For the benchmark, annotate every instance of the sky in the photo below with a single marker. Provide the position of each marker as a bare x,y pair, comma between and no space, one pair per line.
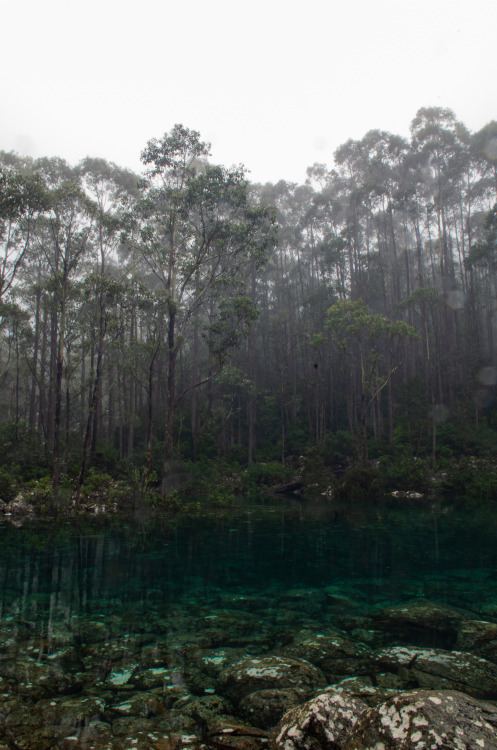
273,85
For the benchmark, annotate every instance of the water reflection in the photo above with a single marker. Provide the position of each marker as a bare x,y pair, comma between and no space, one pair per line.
391,552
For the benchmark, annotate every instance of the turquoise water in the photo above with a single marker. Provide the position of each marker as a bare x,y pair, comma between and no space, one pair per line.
374,554
118,629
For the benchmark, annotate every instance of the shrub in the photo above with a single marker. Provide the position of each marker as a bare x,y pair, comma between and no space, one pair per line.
7,485
360,483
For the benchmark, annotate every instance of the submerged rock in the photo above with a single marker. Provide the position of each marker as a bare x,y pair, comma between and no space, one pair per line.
323,722
334,655
271,672
479,637
422,622
435,668
426,719
372,692
264,708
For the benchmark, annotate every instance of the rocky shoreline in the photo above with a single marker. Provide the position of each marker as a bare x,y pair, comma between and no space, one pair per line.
301,671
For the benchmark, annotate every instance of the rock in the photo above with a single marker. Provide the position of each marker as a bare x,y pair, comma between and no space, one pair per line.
385,686
88,631
236,736
264,708
271,672
233,628
426,719
309,601
19,506
214,661
35,680
435,668
479,637
334,655
322,723
422,622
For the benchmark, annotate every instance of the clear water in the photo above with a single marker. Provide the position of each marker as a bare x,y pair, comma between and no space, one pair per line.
87,606
376,554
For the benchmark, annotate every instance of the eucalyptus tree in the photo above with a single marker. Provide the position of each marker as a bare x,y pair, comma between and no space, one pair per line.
23,197
374,345
64,239
198,233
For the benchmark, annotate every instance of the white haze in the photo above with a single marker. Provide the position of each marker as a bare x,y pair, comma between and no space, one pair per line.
273,85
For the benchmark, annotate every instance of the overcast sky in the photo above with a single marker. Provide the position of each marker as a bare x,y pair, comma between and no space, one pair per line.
272,84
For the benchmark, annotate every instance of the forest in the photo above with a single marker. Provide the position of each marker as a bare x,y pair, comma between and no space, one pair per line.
188,328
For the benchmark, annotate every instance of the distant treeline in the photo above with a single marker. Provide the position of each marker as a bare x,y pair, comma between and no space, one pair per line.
189,313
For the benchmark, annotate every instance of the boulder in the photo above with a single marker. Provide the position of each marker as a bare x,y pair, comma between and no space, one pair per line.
479,637
270,672
426,719
264,708
334,655
435,668
422,622
322,723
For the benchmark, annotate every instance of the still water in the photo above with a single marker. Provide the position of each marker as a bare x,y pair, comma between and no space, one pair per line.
374,555
124,632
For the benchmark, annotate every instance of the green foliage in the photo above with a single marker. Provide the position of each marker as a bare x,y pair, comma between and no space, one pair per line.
97,483
7,485
405,472
472,478
360,483
262,475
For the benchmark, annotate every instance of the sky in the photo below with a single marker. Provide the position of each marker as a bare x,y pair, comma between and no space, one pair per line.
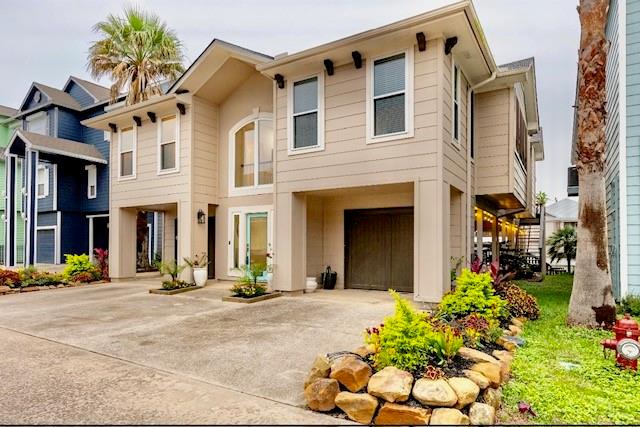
46,41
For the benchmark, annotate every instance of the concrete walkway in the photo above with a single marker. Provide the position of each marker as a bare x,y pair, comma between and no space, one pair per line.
116,354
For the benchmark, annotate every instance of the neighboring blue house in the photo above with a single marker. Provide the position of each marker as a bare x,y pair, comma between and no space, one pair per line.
623,146
63,165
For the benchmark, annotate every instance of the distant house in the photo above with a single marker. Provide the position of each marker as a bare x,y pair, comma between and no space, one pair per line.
57,179
558,215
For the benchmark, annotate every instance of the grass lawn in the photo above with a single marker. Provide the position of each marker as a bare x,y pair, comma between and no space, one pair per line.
587,389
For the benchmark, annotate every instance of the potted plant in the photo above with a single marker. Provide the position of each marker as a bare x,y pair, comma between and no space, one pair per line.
198,264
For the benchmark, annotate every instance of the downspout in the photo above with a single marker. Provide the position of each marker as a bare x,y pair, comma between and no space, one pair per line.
469,131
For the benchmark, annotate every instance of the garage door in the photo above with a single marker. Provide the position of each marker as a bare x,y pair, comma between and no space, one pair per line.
379,249
46,246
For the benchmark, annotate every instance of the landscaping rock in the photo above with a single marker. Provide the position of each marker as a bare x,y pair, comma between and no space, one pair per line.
351,372
477,378
493,397
491,371
515,330
475,355
448,417
360,407
321,394
320,369
466,390
394,414
434,393
365,350
481,414
391,384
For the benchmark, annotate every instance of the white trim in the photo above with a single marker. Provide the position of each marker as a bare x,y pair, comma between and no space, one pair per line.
290,116
92,169
134,129
56,239
242,238
42,166
408,98
622,147
455,102
255,188
159,144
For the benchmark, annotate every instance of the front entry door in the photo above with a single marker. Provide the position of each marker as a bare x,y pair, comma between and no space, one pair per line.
379,249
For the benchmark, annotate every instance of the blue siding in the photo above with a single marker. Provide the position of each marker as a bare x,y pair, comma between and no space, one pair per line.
79,94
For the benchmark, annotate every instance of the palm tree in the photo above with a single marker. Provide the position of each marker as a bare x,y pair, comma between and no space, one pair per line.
592,293
562,245
137,51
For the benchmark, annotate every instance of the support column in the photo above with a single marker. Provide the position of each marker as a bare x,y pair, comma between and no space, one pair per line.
122,243
431,272
290,246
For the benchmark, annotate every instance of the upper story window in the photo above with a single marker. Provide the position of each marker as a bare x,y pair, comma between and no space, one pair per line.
92,181
42,181
306,124
168,149
127,147
251,145
455,93
38,123
390,97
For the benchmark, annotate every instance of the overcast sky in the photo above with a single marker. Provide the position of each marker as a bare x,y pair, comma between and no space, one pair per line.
46,41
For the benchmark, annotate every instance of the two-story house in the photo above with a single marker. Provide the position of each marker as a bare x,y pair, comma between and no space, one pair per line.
57,180
382,154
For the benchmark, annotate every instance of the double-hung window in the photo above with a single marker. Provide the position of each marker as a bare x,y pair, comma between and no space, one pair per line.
42,181
127,152
389,97
168,144
92,181
306,115
455,114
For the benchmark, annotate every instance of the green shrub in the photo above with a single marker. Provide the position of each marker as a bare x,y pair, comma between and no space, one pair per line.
519,302
473,294
76,264
631,305
409,341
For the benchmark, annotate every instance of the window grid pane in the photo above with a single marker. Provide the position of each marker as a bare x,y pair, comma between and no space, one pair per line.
389,114
389,75
305,130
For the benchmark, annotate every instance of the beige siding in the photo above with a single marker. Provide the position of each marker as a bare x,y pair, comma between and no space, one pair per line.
492,142
347,160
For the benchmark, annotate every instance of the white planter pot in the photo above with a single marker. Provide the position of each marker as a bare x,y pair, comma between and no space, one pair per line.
312,285
200,276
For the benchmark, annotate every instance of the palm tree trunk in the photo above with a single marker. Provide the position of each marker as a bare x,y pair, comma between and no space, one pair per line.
591,293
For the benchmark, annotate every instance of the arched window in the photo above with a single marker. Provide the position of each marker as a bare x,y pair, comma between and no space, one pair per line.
251,144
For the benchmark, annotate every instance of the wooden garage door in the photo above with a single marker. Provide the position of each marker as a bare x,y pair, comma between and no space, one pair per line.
379,249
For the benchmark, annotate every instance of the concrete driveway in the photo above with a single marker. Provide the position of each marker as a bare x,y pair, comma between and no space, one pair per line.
185,358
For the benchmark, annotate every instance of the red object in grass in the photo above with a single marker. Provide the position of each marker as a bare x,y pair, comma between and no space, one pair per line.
627,331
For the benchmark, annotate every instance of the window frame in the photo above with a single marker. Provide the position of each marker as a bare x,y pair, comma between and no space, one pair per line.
242,213
319,110
42,166
256,188
92,169
133,150
409,130
455,103
176,168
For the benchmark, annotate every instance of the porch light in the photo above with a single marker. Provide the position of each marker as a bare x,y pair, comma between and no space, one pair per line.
201,216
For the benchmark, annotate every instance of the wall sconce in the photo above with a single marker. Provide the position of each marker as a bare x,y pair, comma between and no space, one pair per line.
201,216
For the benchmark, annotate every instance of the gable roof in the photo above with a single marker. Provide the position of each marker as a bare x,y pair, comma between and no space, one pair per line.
59,146
98,92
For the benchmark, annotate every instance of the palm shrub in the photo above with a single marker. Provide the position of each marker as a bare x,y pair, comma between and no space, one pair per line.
563,245
136,51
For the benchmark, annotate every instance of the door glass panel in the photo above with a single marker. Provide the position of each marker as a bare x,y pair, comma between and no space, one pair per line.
245,141
265,153
257,238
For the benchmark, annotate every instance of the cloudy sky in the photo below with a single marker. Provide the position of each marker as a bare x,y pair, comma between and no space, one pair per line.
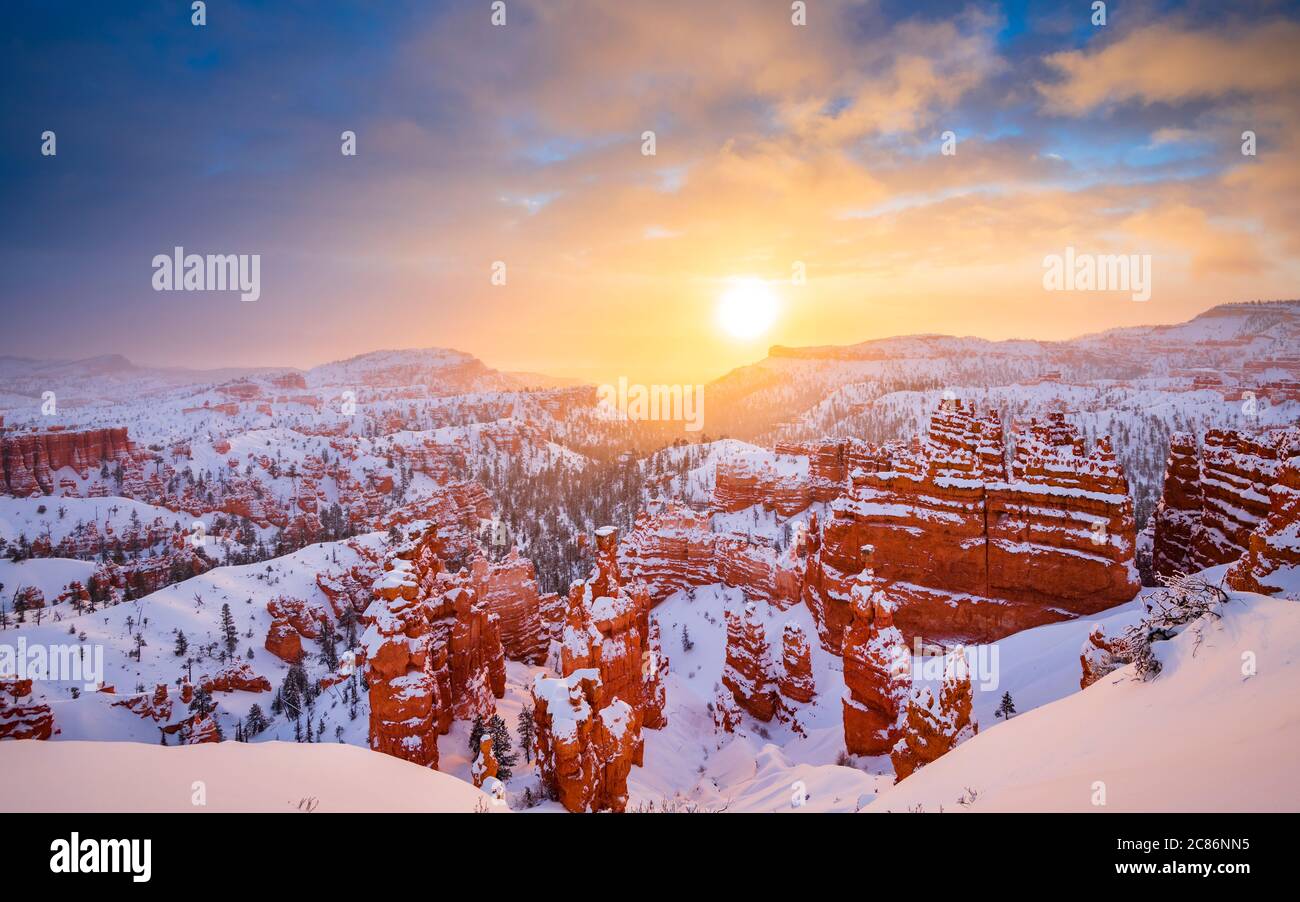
776,146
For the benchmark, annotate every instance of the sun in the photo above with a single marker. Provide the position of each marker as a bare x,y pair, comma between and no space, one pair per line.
748,308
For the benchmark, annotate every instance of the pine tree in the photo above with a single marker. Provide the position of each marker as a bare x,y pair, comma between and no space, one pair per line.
527,729
202,702
476,733
228,628
502,747
256,720
1006,707
329,646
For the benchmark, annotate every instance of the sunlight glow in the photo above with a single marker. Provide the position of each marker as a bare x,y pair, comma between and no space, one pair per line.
748,309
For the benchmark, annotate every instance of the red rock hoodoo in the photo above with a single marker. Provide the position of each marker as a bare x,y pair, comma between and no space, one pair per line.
21,716
935,725
589,721
748,667
967,549
875,671
1213,502
433,650
585,750
1272,562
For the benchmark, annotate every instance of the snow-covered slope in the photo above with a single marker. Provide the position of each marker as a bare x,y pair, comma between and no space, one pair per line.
1207,734
234,776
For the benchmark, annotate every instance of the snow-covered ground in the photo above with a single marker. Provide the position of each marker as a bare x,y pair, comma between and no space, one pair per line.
1216,731
225,776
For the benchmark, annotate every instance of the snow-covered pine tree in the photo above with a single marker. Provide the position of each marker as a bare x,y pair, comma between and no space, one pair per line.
476,733
527,732
228,628
1006,707
502,747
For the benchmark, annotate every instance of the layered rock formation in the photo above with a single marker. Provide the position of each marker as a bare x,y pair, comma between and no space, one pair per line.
934,727
796,680
29,462
1216,499
1272,560
485,764
779,484
607,629
235,677
1100,655
875,670
766,682
675,549
585,747
21,716
510,590
433,650
748,668
970,549
611,670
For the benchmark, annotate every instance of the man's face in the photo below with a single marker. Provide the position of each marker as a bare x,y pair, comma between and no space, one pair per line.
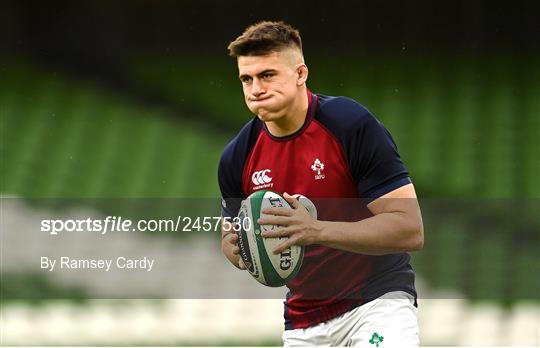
270,82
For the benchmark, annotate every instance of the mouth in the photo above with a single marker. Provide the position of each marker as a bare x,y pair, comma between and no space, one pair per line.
259,99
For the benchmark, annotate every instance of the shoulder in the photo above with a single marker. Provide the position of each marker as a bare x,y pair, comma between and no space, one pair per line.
343,115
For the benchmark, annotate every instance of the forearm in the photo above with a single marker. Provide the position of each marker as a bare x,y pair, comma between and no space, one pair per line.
381,234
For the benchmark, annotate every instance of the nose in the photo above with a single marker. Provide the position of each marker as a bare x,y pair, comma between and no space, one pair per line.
257,88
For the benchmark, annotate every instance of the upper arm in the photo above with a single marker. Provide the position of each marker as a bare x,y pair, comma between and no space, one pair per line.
402,199
402,202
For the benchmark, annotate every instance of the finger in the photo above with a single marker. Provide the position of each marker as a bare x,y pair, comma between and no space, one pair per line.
274,220
241,264
278,211
292,200
281,232
285,245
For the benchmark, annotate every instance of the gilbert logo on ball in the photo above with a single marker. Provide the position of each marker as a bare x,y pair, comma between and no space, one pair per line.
266,267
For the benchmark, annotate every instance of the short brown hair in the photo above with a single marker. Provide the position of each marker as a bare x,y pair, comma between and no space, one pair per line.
265,37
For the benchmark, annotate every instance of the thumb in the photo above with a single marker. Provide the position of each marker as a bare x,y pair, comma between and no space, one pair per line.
292,200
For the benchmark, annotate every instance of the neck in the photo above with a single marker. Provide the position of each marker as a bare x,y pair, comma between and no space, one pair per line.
294,118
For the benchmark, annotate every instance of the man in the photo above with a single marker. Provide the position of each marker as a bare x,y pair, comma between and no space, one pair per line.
356,286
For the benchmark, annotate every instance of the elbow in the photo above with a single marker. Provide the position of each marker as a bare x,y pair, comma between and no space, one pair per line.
417,240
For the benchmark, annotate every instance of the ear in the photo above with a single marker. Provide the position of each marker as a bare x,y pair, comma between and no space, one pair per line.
302,71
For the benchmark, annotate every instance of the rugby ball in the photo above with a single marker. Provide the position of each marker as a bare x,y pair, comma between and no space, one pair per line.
266,267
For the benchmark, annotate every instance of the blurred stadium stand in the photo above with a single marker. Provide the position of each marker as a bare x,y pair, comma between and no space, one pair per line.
138,101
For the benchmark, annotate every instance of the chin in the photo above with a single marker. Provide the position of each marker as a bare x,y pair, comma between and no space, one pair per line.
266,116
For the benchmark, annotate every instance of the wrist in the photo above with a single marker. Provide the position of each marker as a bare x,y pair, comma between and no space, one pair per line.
322,228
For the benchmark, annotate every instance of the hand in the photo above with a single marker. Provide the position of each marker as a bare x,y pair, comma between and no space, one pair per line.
232,239
296,223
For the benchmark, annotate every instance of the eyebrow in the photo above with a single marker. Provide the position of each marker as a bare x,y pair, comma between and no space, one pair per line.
259,74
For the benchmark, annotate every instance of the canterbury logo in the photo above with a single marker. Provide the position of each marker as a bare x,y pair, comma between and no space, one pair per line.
261,177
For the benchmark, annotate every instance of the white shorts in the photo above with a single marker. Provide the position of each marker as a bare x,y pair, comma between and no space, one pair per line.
386,322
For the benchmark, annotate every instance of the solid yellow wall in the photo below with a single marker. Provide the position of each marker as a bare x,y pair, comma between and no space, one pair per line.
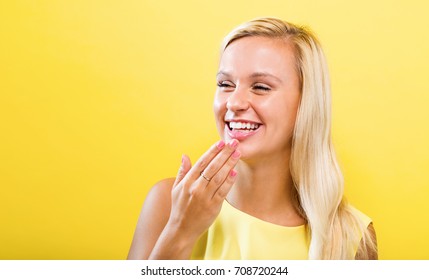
99,99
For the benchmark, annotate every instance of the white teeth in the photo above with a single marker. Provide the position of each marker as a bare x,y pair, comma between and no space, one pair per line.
240,125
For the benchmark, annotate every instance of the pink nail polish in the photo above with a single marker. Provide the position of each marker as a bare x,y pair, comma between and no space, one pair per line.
233,173
236,154
220,144
234,143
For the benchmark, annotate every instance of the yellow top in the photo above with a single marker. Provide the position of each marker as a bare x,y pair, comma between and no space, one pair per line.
236,235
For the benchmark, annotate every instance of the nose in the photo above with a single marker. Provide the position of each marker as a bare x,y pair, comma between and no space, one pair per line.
238,100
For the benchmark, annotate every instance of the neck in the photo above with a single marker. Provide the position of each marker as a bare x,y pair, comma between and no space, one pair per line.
265,189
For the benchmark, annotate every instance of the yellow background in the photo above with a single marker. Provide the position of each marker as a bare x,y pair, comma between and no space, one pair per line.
99,99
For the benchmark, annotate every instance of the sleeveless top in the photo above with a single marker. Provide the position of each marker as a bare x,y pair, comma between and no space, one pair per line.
236,235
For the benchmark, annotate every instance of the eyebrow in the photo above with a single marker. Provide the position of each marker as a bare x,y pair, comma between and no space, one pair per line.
253,75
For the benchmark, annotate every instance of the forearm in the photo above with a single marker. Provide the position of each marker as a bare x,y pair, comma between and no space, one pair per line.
173,244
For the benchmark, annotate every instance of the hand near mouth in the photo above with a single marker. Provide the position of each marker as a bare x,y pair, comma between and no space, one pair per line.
196,199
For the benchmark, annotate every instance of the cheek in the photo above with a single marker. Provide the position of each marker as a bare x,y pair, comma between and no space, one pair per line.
219,109
219,106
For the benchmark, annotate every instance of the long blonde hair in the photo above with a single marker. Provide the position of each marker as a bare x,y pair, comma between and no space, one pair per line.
334,226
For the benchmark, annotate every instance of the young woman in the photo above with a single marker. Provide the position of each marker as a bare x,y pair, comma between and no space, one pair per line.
271,188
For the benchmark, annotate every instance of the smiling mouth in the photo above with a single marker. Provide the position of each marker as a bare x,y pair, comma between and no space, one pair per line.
242,126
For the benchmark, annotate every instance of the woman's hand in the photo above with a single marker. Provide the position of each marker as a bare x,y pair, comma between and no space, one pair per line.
197,197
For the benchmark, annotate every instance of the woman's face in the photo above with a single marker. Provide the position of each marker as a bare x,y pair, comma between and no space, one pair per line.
257,96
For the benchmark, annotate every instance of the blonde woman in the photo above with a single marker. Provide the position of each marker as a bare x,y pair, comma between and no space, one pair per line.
271,188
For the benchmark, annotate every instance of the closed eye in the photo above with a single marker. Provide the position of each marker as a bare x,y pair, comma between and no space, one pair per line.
261,87
225,84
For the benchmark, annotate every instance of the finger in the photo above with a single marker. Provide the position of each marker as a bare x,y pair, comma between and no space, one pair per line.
221,192
205,160
183,170
220,159
222,175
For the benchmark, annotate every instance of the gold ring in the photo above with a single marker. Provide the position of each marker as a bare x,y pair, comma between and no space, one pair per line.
205,178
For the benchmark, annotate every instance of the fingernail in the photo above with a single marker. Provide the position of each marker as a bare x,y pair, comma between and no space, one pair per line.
220,144
234,143
236,154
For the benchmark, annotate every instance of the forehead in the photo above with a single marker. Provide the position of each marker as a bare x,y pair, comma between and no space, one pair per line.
258,54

----

● YOUR INSTRUCTIONS: Return exactly the lines of the data, and only those, from the line with "For the benchmark, annotate every instance of the fingernail" through the last line, inclusive.

● THE OUTPUT:
For the benchmark, annotate every instance of the fingernail in the photo above with a single marker. Provide the position of each marker as a bare x,y pair, comma between and no space, one pair per line.
220,144
234,143
236,154
For the benchmark, annotate every instance of the forehead in the photo above with a single marker. Provide the position of each marker as a bare x,y pair, comma between and no space, one pair per line.
258,54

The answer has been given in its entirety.